AUFGABENBESCHREIBUNG: Schreibe aus dem Text über Hochsensibilität und Urlaub die Stelle von „Urlaub als HSP“ bis einschließlich „den Schwarzwald fahren.“ wortgetreu ab.

ZITIERTER ABSCHNITT:
---

Hochsensibilität und Urlaub

Hochsensibilität und Urlaub

Urlaub als HSP – für mich jedes Jahr eine Herausforderung!

Einerseits fahre ich ja ganz gerne in den Urlaub, andererseits bin ich am allerliebsten zu Hause. Unsere Wohnung entspricht exakt meinem „Wohlfühlkorridor“, dort ist alles so wie ich es haben will oder wenigstens so, wie es für mich ok ist.

Das Schöne am Urlaub ist für mich, Neues kennenzulernen: Wir sind große Dänemarkfans und finden auch Wales und England toll, ebenso wie wir das Tessin lieben und gerne in den Schwarzwald fahren.

Das Üble am Urlaub ist für mich, Abschied von der eigenen freundlichen „Höhle“ zu nehmen, alles zusammenzupacken, auf keinen Fall mein Kopfkissen zu vergessen (weil ich ohne mein Kopfkissen gar nicht schlafen kann) und nicht zu wissen, sondern nur zu ahnen, wo wir landen werden. Ich plage mich mit Fragen, ob ich in dem Bett gut werde schlafen können, ob ich mich im Bad wohlfühlen kann und ob es leise genug ist, ob ich auf dem Sofa gemütlich lesen kann und ob die Esstischstühle ausreichend bequem sind, um einen Spieleabend zu veranstalten.

---

Punktbasierte Annotationsdaten:

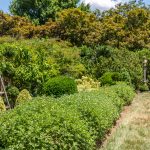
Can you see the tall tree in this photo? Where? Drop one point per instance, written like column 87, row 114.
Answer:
column 40, row 10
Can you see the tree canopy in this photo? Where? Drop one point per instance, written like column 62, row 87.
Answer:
column 40, row 10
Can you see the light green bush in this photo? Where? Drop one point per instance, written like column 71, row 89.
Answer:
column 69, row 122
column 23, row 96
column 60, row 85
column 2, row 105
column 87, row 84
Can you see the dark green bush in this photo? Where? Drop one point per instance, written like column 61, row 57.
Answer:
column 44, row 124
column 111, row 78
column 124, row 91
column 69, row 122
column 2, row 105
column 23, row 96
column 106, row 79
column 58, row 86
column 143, row 87
column 12, row 92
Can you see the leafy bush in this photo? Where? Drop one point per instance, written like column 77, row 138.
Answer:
column 110, row 78
column 23, row 96
column 106, row 79
column 44, row 124
column 87, row 84
column 124, row 92
column 69, row 122
column 12, row 92
column 60, row 85
column 143, row 88
column 2, row 105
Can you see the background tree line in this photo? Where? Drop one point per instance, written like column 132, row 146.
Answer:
column 127, row 25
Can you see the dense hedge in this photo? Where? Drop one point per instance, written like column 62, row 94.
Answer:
column 60, row 85
column 69, row 122
column 2, row 105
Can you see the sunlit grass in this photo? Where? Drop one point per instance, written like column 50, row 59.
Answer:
column 133, row 132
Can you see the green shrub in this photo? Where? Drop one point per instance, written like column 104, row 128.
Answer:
column 70, row 122
column 12, row 92
column 58, row 86
column 23, row 96
column 2, row 105
column 106, row 79
column 44, row 124
column 87, row 84
column 110, row 78
column 143, row 88
column 97, row 109
column 124, row 91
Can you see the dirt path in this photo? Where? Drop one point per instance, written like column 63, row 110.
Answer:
column 132, row 131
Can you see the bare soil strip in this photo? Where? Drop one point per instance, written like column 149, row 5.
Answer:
column 132, row 131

---

AUSGABE ZUR ÜBUNG:
Urlaub als HSP – für mich jedes Jahr eine Herausforderung!

Einerseits fahre ich ja ganz gerne in den Urlaub, andererseits bin ich am allerliebsten zu Hause. Unsere Wohnung entspricht exakt meinem „Wohlfühlkorridor“, dort ist alles so wie ich es haben will oder wenigstens so, wie es für mich ok ist.

Das Schöne am Urlaub ist für mich, Neues kennenzulernen: Wir sind große Dänemarkfans und finden auch Wales und England toll, ebenso wie wir das Tessin lieben und gerne in den Schwarzwald fahren.